Provide only the number of lines in the records where "rose" appears.

(Records from a dataset)
____
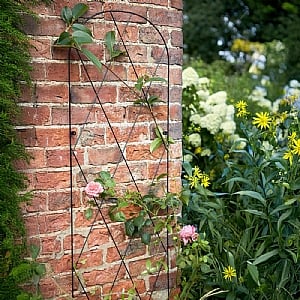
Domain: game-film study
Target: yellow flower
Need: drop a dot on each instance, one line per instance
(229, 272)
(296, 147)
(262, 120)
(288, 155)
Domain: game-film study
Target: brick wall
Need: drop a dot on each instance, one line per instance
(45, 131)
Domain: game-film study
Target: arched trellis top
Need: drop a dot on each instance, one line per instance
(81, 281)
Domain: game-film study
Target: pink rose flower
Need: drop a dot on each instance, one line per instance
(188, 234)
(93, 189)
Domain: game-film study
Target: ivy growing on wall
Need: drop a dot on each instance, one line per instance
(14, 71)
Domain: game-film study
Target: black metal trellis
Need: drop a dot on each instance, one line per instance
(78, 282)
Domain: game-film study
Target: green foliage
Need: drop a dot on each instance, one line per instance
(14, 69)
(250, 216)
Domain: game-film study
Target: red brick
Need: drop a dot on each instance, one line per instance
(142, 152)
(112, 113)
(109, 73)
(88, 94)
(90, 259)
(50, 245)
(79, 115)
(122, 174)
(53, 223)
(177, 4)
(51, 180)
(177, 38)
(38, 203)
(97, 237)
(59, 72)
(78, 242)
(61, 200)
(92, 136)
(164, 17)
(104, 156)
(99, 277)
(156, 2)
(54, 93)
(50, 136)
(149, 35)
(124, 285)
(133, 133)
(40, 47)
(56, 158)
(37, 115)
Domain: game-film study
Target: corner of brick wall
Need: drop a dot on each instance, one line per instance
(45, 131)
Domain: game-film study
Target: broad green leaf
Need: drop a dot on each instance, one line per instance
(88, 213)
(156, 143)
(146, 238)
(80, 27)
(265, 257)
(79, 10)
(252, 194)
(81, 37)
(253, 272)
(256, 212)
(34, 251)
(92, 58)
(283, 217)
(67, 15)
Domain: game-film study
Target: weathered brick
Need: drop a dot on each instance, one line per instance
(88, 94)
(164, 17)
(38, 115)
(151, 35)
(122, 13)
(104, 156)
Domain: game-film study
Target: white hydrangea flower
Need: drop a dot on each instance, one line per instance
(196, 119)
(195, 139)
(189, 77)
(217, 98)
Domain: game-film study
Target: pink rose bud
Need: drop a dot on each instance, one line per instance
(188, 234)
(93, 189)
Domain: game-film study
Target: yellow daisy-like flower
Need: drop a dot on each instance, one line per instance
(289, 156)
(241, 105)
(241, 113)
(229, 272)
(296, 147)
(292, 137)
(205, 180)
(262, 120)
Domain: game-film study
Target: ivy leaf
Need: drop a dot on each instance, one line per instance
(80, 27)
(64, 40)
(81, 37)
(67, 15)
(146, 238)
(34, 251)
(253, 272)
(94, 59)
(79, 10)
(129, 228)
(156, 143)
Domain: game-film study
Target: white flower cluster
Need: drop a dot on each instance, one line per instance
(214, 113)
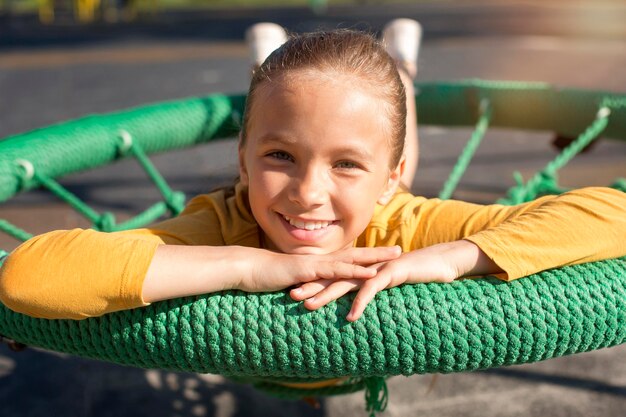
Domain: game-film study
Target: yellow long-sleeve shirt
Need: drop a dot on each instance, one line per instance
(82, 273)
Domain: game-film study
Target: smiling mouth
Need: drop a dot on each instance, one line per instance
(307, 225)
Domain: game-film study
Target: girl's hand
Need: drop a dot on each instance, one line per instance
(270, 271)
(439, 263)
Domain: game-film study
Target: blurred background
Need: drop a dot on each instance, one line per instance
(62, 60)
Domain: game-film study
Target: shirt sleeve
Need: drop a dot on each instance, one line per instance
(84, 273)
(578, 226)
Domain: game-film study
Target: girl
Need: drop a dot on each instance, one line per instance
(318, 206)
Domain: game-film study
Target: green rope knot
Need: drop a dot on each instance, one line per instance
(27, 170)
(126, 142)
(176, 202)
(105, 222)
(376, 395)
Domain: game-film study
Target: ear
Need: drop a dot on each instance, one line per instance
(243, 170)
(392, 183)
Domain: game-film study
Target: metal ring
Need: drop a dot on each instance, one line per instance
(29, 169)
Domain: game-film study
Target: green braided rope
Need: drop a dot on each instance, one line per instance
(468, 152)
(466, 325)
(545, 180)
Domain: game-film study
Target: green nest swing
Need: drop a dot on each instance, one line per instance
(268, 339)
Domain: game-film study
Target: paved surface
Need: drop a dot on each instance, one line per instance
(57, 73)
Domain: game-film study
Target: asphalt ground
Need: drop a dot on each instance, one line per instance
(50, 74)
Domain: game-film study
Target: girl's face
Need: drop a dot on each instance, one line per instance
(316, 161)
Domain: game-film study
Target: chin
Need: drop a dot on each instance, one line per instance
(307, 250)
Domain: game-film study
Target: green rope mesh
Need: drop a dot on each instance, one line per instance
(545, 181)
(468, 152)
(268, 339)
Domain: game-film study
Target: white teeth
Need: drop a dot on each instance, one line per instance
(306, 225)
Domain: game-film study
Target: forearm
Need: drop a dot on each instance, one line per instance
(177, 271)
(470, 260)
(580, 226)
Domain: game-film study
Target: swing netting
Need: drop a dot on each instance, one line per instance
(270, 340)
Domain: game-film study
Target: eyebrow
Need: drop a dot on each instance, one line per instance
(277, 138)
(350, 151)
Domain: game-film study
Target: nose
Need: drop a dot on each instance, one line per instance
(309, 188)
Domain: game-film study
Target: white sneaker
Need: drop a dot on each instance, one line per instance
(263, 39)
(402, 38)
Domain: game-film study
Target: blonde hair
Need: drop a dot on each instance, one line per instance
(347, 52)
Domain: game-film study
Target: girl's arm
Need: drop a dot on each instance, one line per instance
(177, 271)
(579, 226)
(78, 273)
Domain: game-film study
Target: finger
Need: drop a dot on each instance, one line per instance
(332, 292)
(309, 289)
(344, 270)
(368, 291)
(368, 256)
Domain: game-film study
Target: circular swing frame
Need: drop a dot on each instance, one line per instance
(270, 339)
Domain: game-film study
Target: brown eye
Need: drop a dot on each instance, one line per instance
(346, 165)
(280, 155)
____
§ Exercise output
2